:: DIRECTIVE ::
Please reproduce the lines of the data below between the line holding "hillside -> outlines, every instance" and the line holding "[[[251,82],[256,84],[256,79],[253,79],[251,81]]]", inclusive, without any changes.

Segmentation annotation records
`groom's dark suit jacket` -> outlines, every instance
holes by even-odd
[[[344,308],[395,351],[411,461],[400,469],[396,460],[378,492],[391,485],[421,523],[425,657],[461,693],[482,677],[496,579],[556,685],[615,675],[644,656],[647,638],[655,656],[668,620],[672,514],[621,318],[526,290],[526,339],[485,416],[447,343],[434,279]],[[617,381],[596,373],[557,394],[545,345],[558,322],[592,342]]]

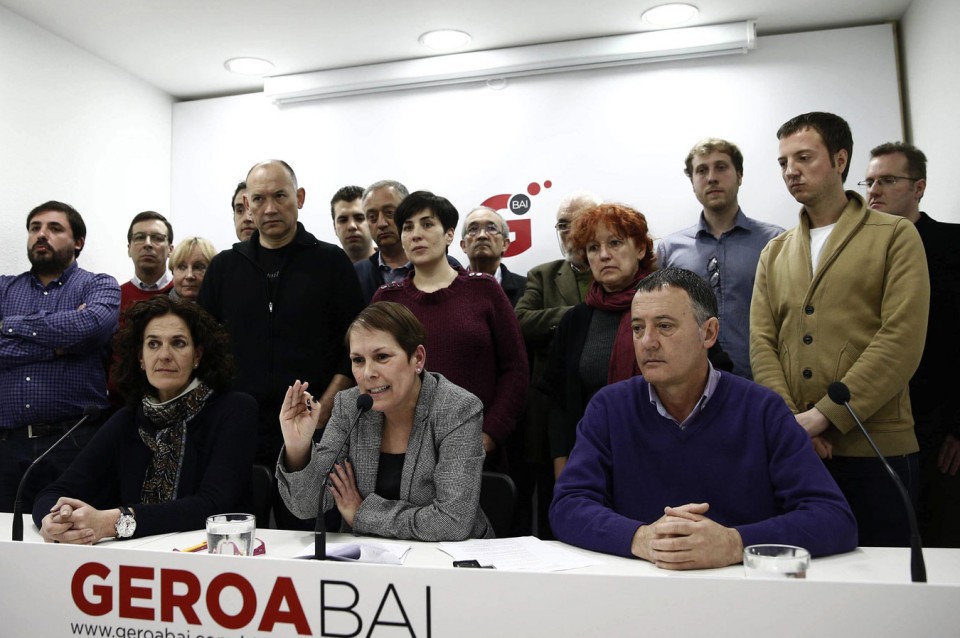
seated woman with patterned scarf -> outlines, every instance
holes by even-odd
[[[257,405],[226,391],[223,329],[198,305],[159,295],[127,310],[114,349],[128,405],[37,496],[43,539],[91,545],[203,529],[211,514],[245,509]]]

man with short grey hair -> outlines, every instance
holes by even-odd
[[[470,260],[470,270],[493,275],[510,305],[516,307],[527,286],[527,278],[510,272],[503,254],[510,247],[510,227],[503,215],[488,206],[478,206],[463,220],[460,248]]]

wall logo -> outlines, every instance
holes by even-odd
[[[541,188],[550,188],[551,186],[553,186],[553,182],[550,180],[544,181],[542,187],[537,182],[530,182],[527,184],[526,193],[493,195],[481,202],[480,205],[489,206],[498,211],[507,211],[513,215],[526,215],[533,208],[533,202],[530,198],[539,195]],[[513,238],[510,240],[510,246],[507,248],[507,251],[503,253],[503,256],[513,257],[529,250],[533,242],[533,233],[530,230],[530,218],[510,219],[508,217],[507,226],[510,228],[510,233],[513,235]]]

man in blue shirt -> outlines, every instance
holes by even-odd
[[[733,373],[750,372],[750,299],[760,251],[783,232],[750,219],[740,210],[743,153],[717,138],[697,142],[687,154],[684,173],[703,206],[700,221],[663,238],[657,246],[661,268],[685,268],[710,282],[720,306],[720,347],[733,360]]]
[[[12,511],[29,464],[83,415],[108,407],[104,361],[117,329],[120,287],[77,265],[87,229],[75,209],[50,201],[27,215],[32,267],[0,277],[0,511]],[[23,511],[92,436],[64,441],[33,471]]]

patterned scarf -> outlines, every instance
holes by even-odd
[[[166,503],[176,498],[187,445],[187,423],[203,409],[211,394],[213,390],[194,379],[180,396],[164,403],[150,395],[143,397],[147,422],[139,428],[140,439],[153,458],[140,490],[141,503]]]
[[[640,280],[650,274],[649,270],[638,270],[626,288],[618,292],[607,292],[595,281],[590,284],[585,303],[592,308],[608,312],[622,312],[617,327],[617,337],[610,352],[610,365],[607,367],[607,383],[623,381],[640,374],[637,355],[633,350],[633,331],[630,329],[630,304],[637,292]]]

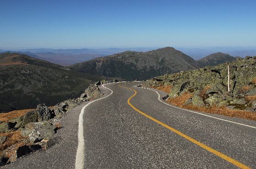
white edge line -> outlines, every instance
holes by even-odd
[[[141,88],[143,88],[143,87],[141,87]],[[148,88],[148,89],[149,89],[149,88]],[[237,124],[237,125],[241,125],[245,126],[246,126],[246,127],[250,127],[250,128],[254,128],[254,129],[256,129],[256,127],[254,127],[254,126],[253,126],[249,125],[245,125],[245,124],[242,124],[242,123],[237,123],[237,122],[234,122],[234,121],[228,120],[227,120],[222,119],[218,118],[217,118],[217,117],[215,117],[211,116],[211,115],[207,115],[207,114],[202,114],[202,113],[199,113],[199,112],[195,112],[195,111],[194,111],[188,110],[188,109],[187,109],[182,108],[180,108],[180,107],[179,107],[173,106],[173,105],[172,105],[172,104],[168,104],[168,103],[166,103],[166,102],[163,102],[162,100],[161,100],[160,99],[160,94],[158,93],[158,92],[157,92],[157,91],[156,91],[156,90],[153,90],[153,89],[151,89],[151,90],[153,90],[153,91],[154,91],[155,92],[156,92],[156,93],[157,93],[157,94],[158,95],[158,100],[159,100],[160,102],[162,102],[162,103],[168,105],[169,106],[171,106],[171,107],[175,107],[175,108],[177,108],[177,109],[182,109],[182,110],[186,110],[186,111],[189,111],[189,112],[192,112],[192,113],[196,113],[196,114],[199,114],[204,115],[204,116],[207,116],[207,117],[211,117],[211,118],[213,118],[213,119],[216,119],[219,120],[223,120],[223,121],[226,121],[226,122],[230,122],[230,123],[232,123],[236,124]]]
[[[84,138],[83,137],[83,116],[84,113],[84,110],[86,107],[87,107],[89,104],[93,102],[96,101],[98,101],[102,98],[106,98],[113,93],[113,91],[107,88],[104,86],[104,85],[102,85],[102,87],[105,87],[108,90],[111,91],[111,93],[109,95],[104,97],[104,98],[101,98],[97,100],[94,100],[92,102],[89,103],[85,105],[83,107],[82,110],[81,110],[81,113],[79,115],[79,120],[78,120],[78,146],[77,150],[77,154],[76,155],[76,164],[75,164],[75,169],[83,169],[84,164]]]

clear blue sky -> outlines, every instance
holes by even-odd
[[[0,0],[0,49],[256,47],[256,0]]]

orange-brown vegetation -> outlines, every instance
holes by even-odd
[[[211,87],[211,86],[207,86],[205,87],[201,92],[200,96],[203,97],[206,92],[210,87]],[[159,90],[161,90],[161,88],[159,88]],[[192,93],[189,94],[188,92],[186,92],[181,96],[178,96],[175,98],[169,98],[167,102],[177,106],[190,110],[256,120],[256,113],[251,113],[250,112],[242,110],[231,110],[227,109],[224,106],[218,108],[216,106],[213,106],[210,108],[206,108],[205,106],[199,108],[196,105],[193,105],[191,104],[184,105],[183,104],[186,100],[191,98],[192,96]],[[248,100],[256,100],[256,96],[247,96],[246,98]]]
[[[21,116],[28,111],[33,109],[26,109],[21,110],[14,110],[8,113],[0,114],[0,121],[7,121],[9,120]]]
[[[188,94],[188,92],[184,93],[181,96],[178,96],[175,98],[170,98],[167,102],[176,106],[182,107],[182,105],[188,98],[193,96],[193,93]]]
[[[252,79],[251,82],[256,84],[256,79]]]
[[[4,153],[5,156],[7,158],[9,158],[18,147],[27,144],[22,139],[24,138],[21,135],[20,131],[0,133],[0,136],[7,137],[5,142],[0,144],[0,155]]]

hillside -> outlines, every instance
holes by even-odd
[[[164,90],[169,93],[167,101],[178,106],[256,120],[256,56],[247,56],[215,66],[155,77],[143,87]]]
[[[241,58],[218,52],[210,55],[197,61],[203,67],[207,65],[215,66],[223,63],[230,62],[236,60],[238,58]]]
[[[67,67],[94,75],[146,80],[166,73],[197,69],[200,65],[182,52],[166,47],[146,52],[128,51]]]
[[[0,55],[0,112],[34,109],[77,98],[105,77],[75,72],[25,55]]]

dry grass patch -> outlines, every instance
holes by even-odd
[[[183,93],[181,96],[178,96],[175,98],[169,98],[167,102],[174,104],[176,106],[182,107],[186,100],[192,97],[193,93],[188,94],[188,92]]]
[[[9,120],[21,116],[28,111],[34,109],[26,109],[21,110],[14,110],[8,113],[0,114],[0,121],[7,121]]]
[[[21,135],[20,131],[0,133],[0,136],[5,136],[7,137],[5,142],[0,144],[0,155],[4,155],[5,156],[9,158],[19,147],[26,144],[24,139],[23,139],[24,138]]]
[[[251,82],[256,84],[256,79],[253,79],[251,81]]]

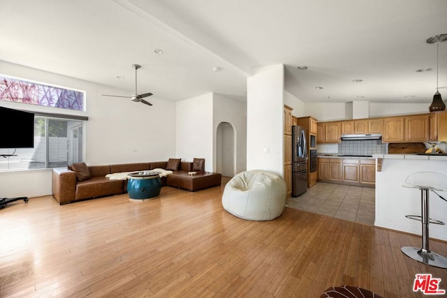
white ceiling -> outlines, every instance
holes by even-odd
[[[131,94],[131,66],[138,64],[138,92],[170,100],[212,91],[244,98],[253,68],[284,64],[286,90],[303,101],[430,103],[437,45],[425,40],[447,33],[446,0],[0,0],[0,60]],[[439,44],[439,87],[446,99],[447,42]]]

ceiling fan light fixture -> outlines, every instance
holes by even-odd
[[[442,101],[441,94],[438,88],[439,76],[439,43],[447,40],[447,34],[439,34],[432,36],[427,40],[427,43],[436,43],[436,93],[433,96],[432,104],[428,110],[432,112],[442,112],[446,110],[446,104]]]

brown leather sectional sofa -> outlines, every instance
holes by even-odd
[[[81,200],[125,193],[126,180],[113,180],[105,177],[108,174],[135,172],[156,168],[166,169],[168,161],[125,163],[107,165],[86,166],[89,172],[87,178],[68,167],[57,167],[52,171],[52,194],[59,204]],[[221,185],[221,174],[208,172],[198,172],[190,176],[193,163],[182,161],[178,170],[173,174],[161,177],[162,186],[169,186],[189,191],[196,191]]]

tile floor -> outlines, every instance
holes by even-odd
[[[374,197],[373,188],[318,182],[302,195],[289,198],[286,206],[374,225]]]

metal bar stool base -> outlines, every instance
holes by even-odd
[[[447,258],[438,255],[432,251],[423,251],[418,247],[404,246],[401,248],[402,253],[414,260],[420,262],[430,266],[447,269]]]

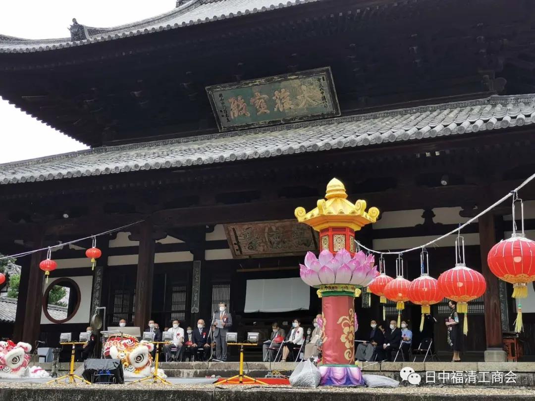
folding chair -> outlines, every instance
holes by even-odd
[[[305,343],[305,342],[303,341],[302,342],[302,343],[301,343],[301,346],[300,347],[299,347],[299,352],[297,352],[297,356],[296,356],[295,353],[295,349],[294,349],[293,350],[293,351],[294,353],[294,360],[295,361],[296,361],[296,362],[301,362],[302,360],[303,360],[303,357],[304,356],[304,352],[303,352],[303,348],[304,346],[304,343]]]
[[[430,338],[425,338],[422,340],[420,343],[420,345],[418,346],[418,348],[412,350],[412,353],[414,354],[414,360],[412,361],[416,361],[416,358],[418,355],[424,355],[424,360],[422,362],[425,362],[428,356],[431,357],[432,362],[435,359],[438,361],[439,360],[438,357],[437,356],[437,354],[433,352],[433,350],[431,349],[431,345],[432,344],[433,340]]]
[[[277,351],[277,354],[275,355],[275,358],[273,358],[273,360],[272,361],[269,361],[270,362],[277,362],[277,358],[279,356],[282,356],[281,355],[281,350],[282,349],[284,344],[286,342],[286,341],[282,341],[281,343],[280,343],[280,345],[278,347],[274,347],[273,346],[273,340],[271,340],[271,342],[270,343],[269,346],[267,348],[268,352],[266,352],[266,356],[265,358],[264,358],[264,361],[267,362],[268,361],[268,360],[271,356],[272,351]]]

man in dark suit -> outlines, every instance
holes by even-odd
[[[358,344],[356,357],[358,360],[373,360],[376,353],[382,354],[383,344],[385,343],[385,335],[377,327],[377,322],[370,322],[371,331],[368,341]]]
[[[82,345],[81,347],[78,346],[75,351],[77,362],[83,362],[93,355],[95,345],[96,344],[96,336],[93,333],[93,328],[89,326],[86,330],[87,332],[87,342]]]
[[[383,344],[385,353],[386,354],[386,360],[392,361],[392,352],[398,352],[400,344],[401,343],[401,330],[398,327],[395,320],[390,321],[390,333],[387,335],[385,339],[385,343]]]
[[[232,327],[232,316],[227,312],[227,305],[219,304],[219,312],[213,314],[213,340],[216,342],[216,358],[227,361],[227,333]]]
[[[279,327],[278,323],[275,322],[271,325],[271,334],[270,335],[269,340],[264,341],[262,345],[262,360],[273,361],[276,356],[275,350],[268,350],[268,349],[279,348],[285,336],[286,333],[284,331],[284,329]],[[276,341],[274,341],[274,340]],[[279,340],[280,341],[279,341]],[[269,351],[269,359],[267,359],[268,351]]]
[[[148,327],[145,329],[143,331],[144,333],[154,333],[154,340],[153,340],[155,342],[158,342],[162,341],[162,331],[160,331],[159,327],[156,327],[156,324],[154,323],[154,320],[149,320],[148,323]],[[156,354],[156,348],[154,347],[154,349],[151,352],[151,354],[152,356],[152,359],[154,359],[155,356]]]
[[[204,360],[210,352],[208,329],[204,327],[204,321],[200,319],[197,322],[197,328],[193,329],[192,334],[192,348],[196,351],[198,360]]]

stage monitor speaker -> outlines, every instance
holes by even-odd
[[[122,384],[125,382],[120,359],[86,359],[82,376],[93,383]]]

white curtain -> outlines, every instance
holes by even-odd
[[[246,313],[308,310],[310,287],[300,277],[248,280]]]

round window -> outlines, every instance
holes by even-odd
[[[80,287],[71,279],[57,279],[43,295],[43,312],[53,323],[65,323],[76,314],[80,307]]]

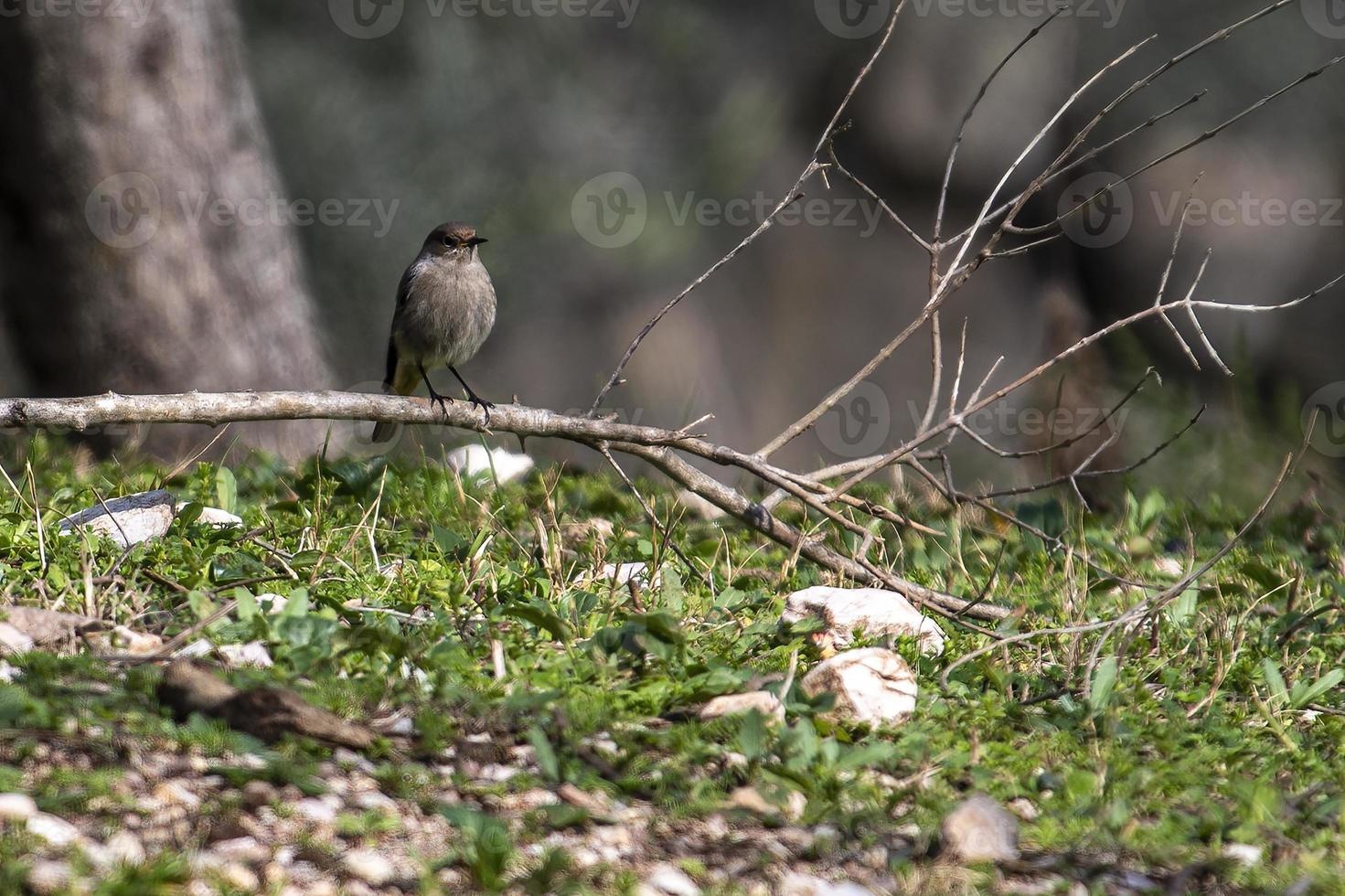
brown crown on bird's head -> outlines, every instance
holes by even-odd
[[[425,237],[425,246],[421,249],[432,256],[472,256],[476,246],[486,242],[484,237],[476,235],[476,227],[460,222],[440,225]]]

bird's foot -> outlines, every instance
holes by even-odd
[[[482,409],[482,414],[486,417],[486,425],[490,426],[491,425],[491,409],[495,408],[495,402],[486,401],[484,398],[482,398],[480,396],[477,396],[475,391],[468,393],[468,401],[472,402],[473,408],[480,408]]]
[[[441,396],[437,391],[434,391],[433,389],[429,390],[429,404],[430,404],[430,406],[438,405],[438,412],[441,414],[444,414],[445,417],[448,416],[448,402],[451,402],[451,401],[453,401],[453,398],[451,396]]]

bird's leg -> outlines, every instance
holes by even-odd
[[[421,379],[425,381],[425,387],[429,389],[429,404],[438,405],[440,413],[443,413],[447,417],[448,416],[448,402],[452,401],[452,397],[449,397],[449,396],[441,396],[437,391],[434,391],[434,383],[432,383],[429,381],[429,374],[425,373],[425,365],[418,365],[418,366],[420,366],[420,371],[421,371]],[[452,370],[452,367],[449,367],[449,370]],[[457,373],[455,371],[453,375],[456,377]],[[457,377],[457,378],[461,379],[461,377]]]
[[[456,367],[453,367],[452,365],[449,365],[448,369],[453,371],[455,377],[457,377],[457,382],[463,383],[463,389],[467,390],[467,398],[468,398],[468,401],[471,401],[473,405],[476,405],[477,408],[480,408],[482,413],[486,414],[486,425],[490,426],[491,425],[491,408],[494,408],[495,405],[491,404],[491,402],[488,402],[488,401],[486,401],[484,398],[482,398],[480,396],[477,396],[475,391],[472,391],[472,387],[467,385],[467,381],[463,379],[463,374],[457,373]]]

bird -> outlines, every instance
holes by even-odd
[[[480,257],[484,242],[475,227],[460,222],[440,225],[425,237],[420,254],[397,287],[383,391],[410,396],[424,382],[430,404],[448,413],[447,402],[452,398],[434,391],[428,374],[447,366],[472,405],[482,409],[488,426],[495,405],[477,396],[457,373],[457,365],[480,351],[495,327],[495,285]],[[381,422],[374,426],[373,439],[390,441],[395,429],[397,424]]]

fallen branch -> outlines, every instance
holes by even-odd
[[[995,620],[1007,609],[971,601],[907,581],[888,570],[847,557],[771,515],[760,503],[730,488],[687,463],[681,453],[744,470],[776,487],[798,487],[795,474],[772,467],[760,457],[718,445],[683,431],[638,426],[613,420],[570,417],[539,408],[500,405],[486,428],[479,410],[465,402],[440,410],[421,398],[348,391],[226,391],[183,393],[176,396],[121,396],[106,393],[86,398],[0,398],[0,431],[65,429],[89,432],[98,426],[126,424],[202,424],[278,420],[367,420],[409,425],[448,425],[473,432],[507,432],[525,439],[561,439],[603,453],[620,451],[647,460],[670,479],[701,495],[725,513],[767,538],[845,578],[863,585],[890,588],[917,605],[950,618]],[[820,483],[811,483],[824,491]],[[802,491],[802,490],[800,490]],[[831,511],[815,498],[806,505],[829,517]]]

:: FULL SOLUTION ::
hillside -> outlines, every instance
holes by even-odd
[[[164,90],[169,93],[167,101],[178,106],[256,120],[256,56],[247,56],[215,66],[155,77],[143,87]]]
[[[241,58],[218,52],[210,55],[197,61],[203,67],[207,65],[215,66],[223,63],[230,62],[236,60],[238,58]]]
[[[67,67],[94,75],[146,80],[166,73],[197,69],[200,65],[182,52],[166,47],[146,52],[128,51]]]
[[[0,55],[0,112],[34,109],[77,98],[105,77],[75,72],[25,55]]]

dry grass patch -> outlines, every instance
holes by even-odd
[[[183,93],[181,96],[178,96],[175,98],[169,98],[167,102],[174,104],[176,106],[182,107],[186,100],[192,97],[193,93],[188,94],[188,92]]]
[[[9,120],[21,116],[28,111],[34,109],[26,109],[21,110],[14,110],[8,113],[0,114],[0,121],[7,121]]]
[[[21,135],[20,131],[0,133],[0,136],[5,136],[7,137],[5,142],[0,144],[0,155],[4,155],[5,156],[9,158],[19,147],[26,144],[24,139],[23,139],[24,138]]]
[[[251,82],[256,84],[256,79],[253,79],[251,81]]]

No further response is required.